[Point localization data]

::::::

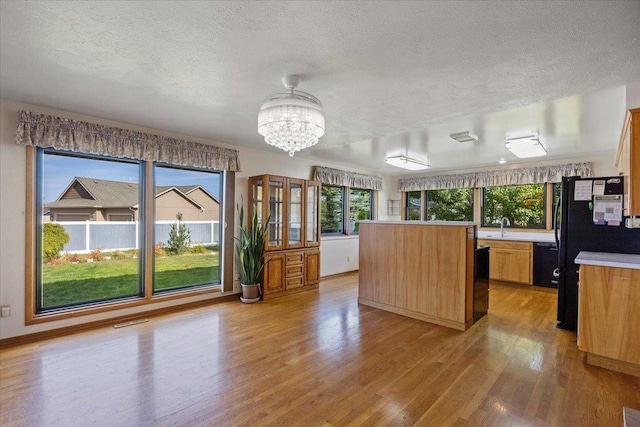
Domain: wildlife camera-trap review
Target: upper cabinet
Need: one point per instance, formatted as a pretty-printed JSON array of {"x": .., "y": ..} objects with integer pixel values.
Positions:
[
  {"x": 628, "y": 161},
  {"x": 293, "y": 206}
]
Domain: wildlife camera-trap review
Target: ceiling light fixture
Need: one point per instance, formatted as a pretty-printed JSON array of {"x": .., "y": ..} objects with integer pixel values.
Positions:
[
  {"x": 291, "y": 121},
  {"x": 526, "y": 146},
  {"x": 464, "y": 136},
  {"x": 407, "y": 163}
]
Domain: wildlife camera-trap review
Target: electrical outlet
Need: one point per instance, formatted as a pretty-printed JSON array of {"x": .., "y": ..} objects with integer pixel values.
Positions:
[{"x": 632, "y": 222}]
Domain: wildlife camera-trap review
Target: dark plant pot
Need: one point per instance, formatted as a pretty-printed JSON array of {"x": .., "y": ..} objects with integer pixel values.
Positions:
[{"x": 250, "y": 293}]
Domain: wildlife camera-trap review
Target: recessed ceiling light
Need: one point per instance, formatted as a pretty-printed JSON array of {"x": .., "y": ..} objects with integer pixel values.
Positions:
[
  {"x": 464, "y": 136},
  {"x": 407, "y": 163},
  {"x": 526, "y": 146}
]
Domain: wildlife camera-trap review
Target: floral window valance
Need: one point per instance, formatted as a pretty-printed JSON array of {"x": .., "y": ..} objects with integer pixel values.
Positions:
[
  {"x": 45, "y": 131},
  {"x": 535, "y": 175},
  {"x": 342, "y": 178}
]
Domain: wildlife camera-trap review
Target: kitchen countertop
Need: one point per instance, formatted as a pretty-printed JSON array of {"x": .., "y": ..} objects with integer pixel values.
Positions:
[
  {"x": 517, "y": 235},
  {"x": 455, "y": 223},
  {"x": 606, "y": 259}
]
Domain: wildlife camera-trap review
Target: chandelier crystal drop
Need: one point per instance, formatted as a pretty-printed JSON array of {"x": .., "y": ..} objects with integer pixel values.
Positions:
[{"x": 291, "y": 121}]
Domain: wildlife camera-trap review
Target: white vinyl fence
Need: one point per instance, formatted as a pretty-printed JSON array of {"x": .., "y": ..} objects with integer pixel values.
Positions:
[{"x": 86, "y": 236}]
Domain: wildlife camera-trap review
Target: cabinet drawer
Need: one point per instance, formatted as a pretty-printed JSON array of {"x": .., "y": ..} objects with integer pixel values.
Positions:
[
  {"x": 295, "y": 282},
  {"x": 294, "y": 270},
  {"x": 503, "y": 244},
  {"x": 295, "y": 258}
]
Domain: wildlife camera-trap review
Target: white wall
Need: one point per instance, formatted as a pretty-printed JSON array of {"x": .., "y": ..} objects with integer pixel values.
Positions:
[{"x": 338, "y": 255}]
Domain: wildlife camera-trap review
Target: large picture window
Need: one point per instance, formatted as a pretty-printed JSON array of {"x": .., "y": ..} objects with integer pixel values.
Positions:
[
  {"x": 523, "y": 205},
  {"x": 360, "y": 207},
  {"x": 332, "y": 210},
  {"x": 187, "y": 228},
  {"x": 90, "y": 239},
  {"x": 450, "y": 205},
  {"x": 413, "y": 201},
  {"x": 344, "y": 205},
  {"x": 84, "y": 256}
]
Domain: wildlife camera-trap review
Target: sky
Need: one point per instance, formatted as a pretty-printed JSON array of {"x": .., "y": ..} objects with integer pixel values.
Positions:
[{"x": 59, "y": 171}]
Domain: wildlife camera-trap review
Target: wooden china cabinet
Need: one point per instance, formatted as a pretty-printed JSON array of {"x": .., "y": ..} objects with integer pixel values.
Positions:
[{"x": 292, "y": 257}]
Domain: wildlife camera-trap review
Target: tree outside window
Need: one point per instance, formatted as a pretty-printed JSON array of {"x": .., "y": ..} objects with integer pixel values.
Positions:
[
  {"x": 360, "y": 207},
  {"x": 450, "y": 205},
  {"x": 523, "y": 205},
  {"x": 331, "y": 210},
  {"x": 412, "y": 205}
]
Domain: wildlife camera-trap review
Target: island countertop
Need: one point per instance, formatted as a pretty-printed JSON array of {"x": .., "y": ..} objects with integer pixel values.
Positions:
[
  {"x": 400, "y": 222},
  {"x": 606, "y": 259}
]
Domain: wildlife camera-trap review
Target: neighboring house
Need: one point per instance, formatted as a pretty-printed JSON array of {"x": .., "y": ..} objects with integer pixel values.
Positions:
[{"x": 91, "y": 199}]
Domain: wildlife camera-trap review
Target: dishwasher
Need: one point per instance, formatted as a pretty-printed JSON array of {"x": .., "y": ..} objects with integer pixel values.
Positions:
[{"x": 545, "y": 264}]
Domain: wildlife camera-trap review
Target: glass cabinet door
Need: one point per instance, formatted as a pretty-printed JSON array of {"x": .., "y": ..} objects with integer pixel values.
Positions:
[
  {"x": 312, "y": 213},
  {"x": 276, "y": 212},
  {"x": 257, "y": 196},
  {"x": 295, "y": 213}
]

::::::

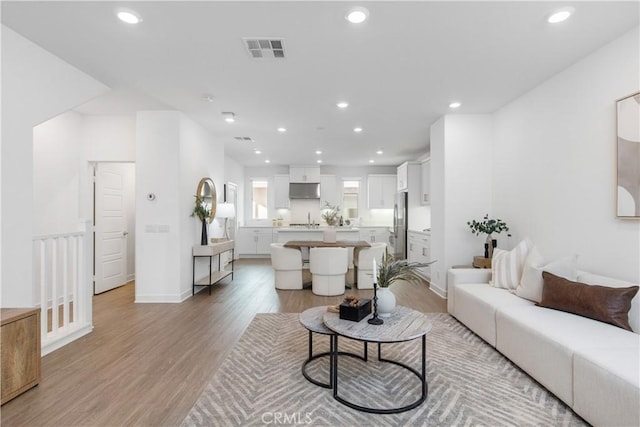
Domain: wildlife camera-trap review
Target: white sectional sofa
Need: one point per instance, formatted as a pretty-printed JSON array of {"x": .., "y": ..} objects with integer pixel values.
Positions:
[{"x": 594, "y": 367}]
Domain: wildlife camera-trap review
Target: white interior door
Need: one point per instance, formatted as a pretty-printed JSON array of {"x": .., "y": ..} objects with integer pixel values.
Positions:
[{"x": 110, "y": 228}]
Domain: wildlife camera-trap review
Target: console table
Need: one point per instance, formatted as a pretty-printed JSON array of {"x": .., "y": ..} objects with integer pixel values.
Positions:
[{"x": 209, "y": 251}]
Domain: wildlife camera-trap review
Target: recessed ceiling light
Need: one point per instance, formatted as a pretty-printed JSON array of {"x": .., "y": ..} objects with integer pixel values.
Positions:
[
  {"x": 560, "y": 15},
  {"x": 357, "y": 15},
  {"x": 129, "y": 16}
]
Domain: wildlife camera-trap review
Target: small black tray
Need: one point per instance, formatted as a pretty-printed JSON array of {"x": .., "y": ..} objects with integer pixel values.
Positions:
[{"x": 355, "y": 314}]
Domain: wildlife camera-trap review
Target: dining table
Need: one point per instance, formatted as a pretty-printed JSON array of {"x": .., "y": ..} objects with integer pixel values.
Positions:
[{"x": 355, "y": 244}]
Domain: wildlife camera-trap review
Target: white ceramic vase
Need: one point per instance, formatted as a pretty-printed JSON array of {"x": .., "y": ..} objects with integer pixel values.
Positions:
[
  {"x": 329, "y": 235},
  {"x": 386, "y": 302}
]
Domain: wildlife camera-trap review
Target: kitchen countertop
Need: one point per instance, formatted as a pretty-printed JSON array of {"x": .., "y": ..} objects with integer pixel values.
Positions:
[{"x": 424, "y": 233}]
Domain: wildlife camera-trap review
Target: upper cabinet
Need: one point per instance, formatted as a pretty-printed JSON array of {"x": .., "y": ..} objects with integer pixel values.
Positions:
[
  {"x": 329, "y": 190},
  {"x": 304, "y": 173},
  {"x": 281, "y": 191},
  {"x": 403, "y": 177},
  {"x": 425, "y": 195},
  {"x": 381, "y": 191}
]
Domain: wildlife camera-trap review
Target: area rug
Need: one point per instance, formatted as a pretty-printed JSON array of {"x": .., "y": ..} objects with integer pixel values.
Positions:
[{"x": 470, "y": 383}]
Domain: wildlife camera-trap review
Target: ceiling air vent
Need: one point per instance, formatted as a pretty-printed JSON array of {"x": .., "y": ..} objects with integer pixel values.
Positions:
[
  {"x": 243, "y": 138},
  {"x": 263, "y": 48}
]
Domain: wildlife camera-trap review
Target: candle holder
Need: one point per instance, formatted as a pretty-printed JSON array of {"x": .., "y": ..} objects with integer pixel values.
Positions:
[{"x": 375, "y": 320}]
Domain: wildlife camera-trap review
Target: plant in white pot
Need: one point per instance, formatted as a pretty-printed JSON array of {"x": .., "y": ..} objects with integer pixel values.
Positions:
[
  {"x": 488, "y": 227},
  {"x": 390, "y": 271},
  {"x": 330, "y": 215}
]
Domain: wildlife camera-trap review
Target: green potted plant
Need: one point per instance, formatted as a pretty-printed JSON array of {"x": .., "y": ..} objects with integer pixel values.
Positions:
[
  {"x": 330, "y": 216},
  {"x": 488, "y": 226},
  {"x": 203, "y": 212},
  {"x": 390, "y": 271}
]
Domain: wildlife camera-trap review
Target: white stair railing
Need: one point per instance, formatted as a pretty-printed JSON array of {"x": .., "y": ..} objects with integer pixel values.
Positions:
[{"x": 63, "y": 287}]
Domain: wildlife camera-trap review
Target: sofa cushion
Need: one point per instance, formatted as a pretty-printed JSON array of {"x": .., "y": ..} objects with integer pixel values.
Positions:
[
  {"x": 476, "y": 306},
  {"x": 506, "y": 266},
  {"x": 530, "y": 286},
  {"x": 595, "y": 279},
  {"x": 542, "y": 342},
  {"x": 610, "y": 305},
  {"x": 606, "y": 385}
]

::::::

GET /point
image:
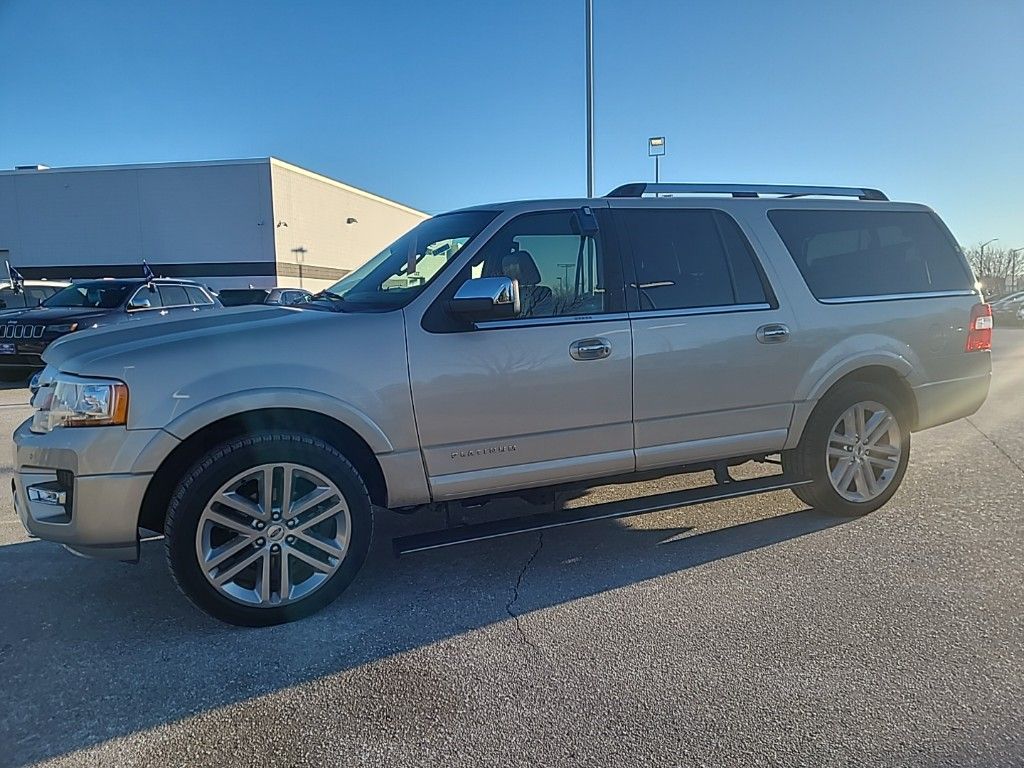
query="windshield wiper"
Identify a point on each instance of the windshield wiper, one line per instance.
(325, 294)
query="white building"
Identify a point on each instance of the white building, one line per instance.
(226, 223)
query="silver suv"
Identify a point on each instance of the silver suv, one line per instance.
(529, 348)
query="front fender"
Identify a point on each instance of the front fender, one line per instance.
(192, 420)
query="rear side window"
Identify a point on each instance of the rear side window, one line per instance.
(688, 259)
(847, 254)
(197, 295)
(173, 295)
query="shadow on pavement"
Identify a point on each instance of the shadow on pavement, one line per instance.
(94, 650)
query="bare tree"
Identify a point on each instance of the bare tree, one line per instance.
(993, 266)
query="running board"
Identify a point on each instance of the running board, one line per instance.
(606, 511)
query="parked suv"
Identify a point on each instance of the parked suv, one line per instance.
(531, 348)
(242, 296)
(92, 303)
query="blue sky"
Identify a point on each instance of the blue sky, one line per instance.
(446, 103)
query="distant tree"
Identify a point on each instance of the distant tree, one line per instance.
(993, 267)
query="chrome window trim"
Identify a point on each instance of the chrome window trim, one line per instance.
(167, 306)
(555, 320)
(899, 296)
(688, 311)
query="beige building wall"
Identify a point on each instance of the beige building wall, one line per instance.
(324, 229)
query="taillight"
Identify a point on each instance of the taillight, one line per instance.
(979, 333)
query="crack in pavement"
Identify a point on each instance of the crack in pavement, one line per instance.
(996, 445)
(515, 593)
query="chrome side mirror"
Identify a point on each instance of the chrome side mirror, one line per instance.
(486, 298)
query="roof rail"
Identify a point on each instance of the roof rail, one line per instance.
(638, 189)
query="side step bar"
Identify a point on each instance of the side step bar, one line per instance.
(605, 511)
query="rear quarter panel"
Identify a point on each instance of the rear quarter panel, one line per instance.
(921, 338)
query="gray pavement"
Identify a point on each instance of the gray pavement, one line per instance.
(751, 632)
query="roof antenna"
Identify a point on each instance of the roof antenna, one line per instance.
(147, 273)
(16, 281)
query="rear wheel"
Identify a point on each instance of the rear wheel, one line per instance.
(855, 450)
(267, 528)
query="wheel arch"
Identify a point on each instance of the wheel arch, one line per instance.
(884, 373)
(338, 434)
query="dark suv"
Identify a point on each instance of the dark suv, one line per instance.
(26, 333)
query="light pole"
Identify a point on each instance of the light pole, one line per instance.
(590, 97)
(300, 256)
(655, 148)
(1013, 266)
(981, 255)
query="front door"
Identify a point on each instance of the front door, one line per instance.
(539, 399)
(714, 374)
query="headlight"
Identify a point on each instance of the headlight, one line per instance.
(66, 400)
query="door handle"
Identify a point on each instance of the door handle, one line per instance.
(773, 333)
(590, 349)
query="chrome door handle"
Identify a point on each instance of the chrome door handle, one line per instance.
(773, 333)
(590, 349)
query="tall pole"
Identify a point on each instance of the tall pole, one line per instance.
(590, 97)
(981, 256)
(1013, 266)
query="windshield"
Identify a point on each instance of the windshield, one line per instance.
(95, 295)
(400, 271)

::::::

> [What the task requires]:
Look through the entries above and report each line where the string "table" occurs.

> [Solution to this problem]:
Target: console table
Target: dining table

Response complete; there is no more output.